── Document section ──

And like right now, I'm trying to buy acreage because I want to run unvaccinated cattle, like pure blood cattle, you could call it, and sell direct to consumer because I believe there's going to be a big market in that.
And you don't take your cattle to the market to be sold.
They get sold through you direct because if that's something that comes out, I'm not going to want that meat either.
The thing is, if there's something that they can profit off of, and if they can profit off of forcing cattle to get vaccinated, then these pharmaceutical drug companies can force these cattle ranchers to make sure they vaccinate their cattle.
It's fucking mad.
It's really crazy.
And it just shows what happens when absolute power corrupts absolutely.
When money gets involved and, you know, there's just so much money was made.
And now they're scrambling to figure out how to try to make that kind of money again.
They have antidepressants that make you suicidal, so they provide you with another drug that you take with the antidepressant that is supposed to stop the suicidal thoughts, but those side effects for that also include suicidal thoughts.
It's just wild shit.
It's wild shit.
And no one is saying that one of the main ways to stop depression is exercise.
And exercise is actually 1.25 times more effective than SSRIs.
But they're not prescribing exercise.
They're not telling people, hey, I want you to hike an hour a day.
I want you to jump rope.
I want you to do sit-ups.
I want you to elevate your heart rate for 20 minutes four times a week, and let's see if that helps you.
Yeah, it's not anyone's design, but it's like, fuck, if you want to do that, you need a vehicle to travel, I need fuel, I need time off work, so I have to work, I have to make money.
And we've just got to adapt and fucking get on with it.
But it's like, what are you going to do?
Or what do you aim towards?
Originally, when I went in the business, it's because I was like, I want to hunt.
But when I go away hunting for a couple of weeks, there's no money coming in.
How am I able to go hunting and still be financial?
And it's like, well, I'll start a business.
I'll have other people working for me.
I'll set that up and put the years in to do that to get to a point where I'm like, I can hunt.
Money does keep coming in.
So it's like people need to find what's their vision and aim towards it.
Whether you're successful or unsuccessful, at least you're aiming towards something.
Yeah.
But it is hard, and I feel for these people that are stuck in a cubicle or in a situation they don't want to be in, you know, and it's just like, where's the light at the end of it for them?
And it was about if you spend this much time a day doing something that in so many years you're a professional at it.
I can't remember exactly how it went but all it is is just saying what you said.
You've got this big goal and you've got the picture and it's written down and it's like every day or each week or each month You keep tapping a bit of that away, knowing that at some point you're going to be there where you want to be.
Once you've done it, it's easy to think back on because you've already done it.
I'm even talking about multiple things because you've already been at that point.
You've already gone through that shit and you know what's on the other side of it.
I sum up hunting like that a little bit.
I've done enough of those horrible backcountry elk hunts That you know at some point, even if you're not successful, you still succeed in yourself.
You still grow.
And that's the end goal and result for me.
But because I've done it before, I already know it's coming.
So it's easier to keep going through that shit.
Kim's never been through that.
She hasn't killed a bull.
She hasn't had an opportunity to shoot a bull.
So she's not enjoying those weeks in the mountains.
But I know it's on the back end of it.
And I'll say it every time.
I've always been successful.
I'm waiting to not be successful because that'll be even better for me.
Like in here, what I'm chasing and mental health, not being successful will even be better.
I just think humans are inherently tribal hunter-gatherers.
And I think there's certain human reward systems that are deeply ingrained in our DNA. And you can either accept those and find some way to satisfy those needs, or you can live a life of misery.

───

▸ **Tasks and exercises**:
(A) Please rewrite the paragraph of the conversation that begins "And like right now, I'm trying to buy acreage" as one shorter sentence that keeps its main facts.
(B) List each activity that, according to the conversation, people are not being told to do for depression.

── Data for analysis ──

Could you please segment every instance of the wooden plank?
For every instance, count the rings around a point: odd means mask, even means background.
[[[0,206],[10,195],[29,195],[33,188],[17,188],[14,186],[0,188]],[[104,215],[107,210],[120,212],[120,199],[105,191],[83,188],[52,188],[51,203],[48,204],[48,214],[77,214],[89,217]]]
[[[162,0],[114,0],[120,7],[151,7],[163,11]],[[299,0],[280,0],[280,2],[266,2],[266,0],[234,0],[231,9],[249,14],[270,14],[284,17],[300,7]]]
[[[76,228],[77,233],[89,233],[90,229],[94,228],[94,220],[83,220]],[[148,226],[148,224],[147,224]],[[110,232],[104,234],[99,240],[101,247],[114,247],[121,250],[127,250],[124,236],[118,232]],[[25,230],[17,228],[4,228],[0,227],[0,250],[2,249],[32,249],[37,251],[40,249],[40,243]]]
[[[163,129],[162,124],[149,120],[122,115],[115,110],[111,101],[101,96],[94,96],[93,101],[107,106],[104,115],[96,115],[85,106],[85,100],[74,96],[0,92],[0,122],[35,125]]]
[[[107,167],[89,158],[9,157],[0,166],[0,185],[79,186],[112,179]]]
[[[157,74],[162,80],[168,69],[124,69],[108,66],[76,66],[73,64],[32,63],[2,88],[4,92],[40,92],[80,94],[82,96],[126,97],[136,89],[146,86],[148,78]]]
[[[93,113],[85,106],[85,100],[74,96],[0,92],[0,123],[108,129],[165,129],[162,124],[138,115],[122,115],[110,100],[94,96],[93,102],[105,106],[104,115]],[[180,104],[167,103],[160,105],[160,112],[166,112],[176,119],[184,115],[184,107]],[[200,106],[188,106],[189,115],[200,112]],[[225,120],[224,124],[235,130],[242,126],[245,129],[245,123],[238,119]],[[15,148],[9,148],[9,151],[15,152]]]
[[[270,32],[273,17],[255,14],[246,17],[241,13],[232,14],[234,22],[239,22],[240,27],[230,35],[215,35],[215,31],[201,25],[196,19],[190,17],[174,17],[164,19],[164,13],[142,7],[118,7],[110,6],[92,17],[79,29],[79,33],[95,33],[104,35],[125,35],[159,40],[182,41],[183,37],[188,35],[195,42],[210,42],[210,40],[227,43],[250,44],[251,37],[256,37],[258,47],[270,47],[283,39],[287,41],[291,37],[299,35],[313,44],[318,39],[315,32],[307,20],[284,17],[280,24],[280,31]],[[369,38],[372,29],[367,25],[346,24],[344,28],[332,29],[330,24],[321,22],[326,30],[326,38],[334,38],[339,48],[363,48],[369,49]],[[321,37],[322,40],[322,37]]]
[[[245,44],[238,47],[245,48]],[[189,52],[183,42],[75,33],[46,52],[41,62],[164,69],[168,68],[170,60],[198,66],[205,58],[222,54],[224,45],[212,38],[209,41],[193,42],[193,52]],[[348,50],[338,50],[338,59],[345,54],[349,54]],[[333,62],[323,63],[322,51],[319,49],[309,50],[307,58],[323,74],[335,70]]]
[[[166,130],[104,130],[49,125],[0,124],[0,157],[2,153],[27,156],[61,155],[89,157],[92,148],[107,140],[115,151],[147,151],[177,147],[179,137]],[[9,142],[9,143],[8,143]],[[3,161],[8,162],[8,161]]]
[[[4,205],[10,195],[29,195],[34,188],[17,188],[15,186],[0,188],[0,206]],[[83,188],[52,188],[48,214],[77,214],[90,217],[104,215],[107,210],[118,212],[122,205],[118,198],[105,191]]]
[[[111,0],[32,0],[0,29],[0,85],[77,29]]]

───

▸ **Task answers**:
(A) The speaker is trying to buy acreage to raise unvaccinated, pure blood cattle and sell them directly to consumers, expecting a big market for that.

(B)
- Hike an hour a day
- Jump rope
- Do sit-ups
- Elevate your heart rate for 20 minutes four times a week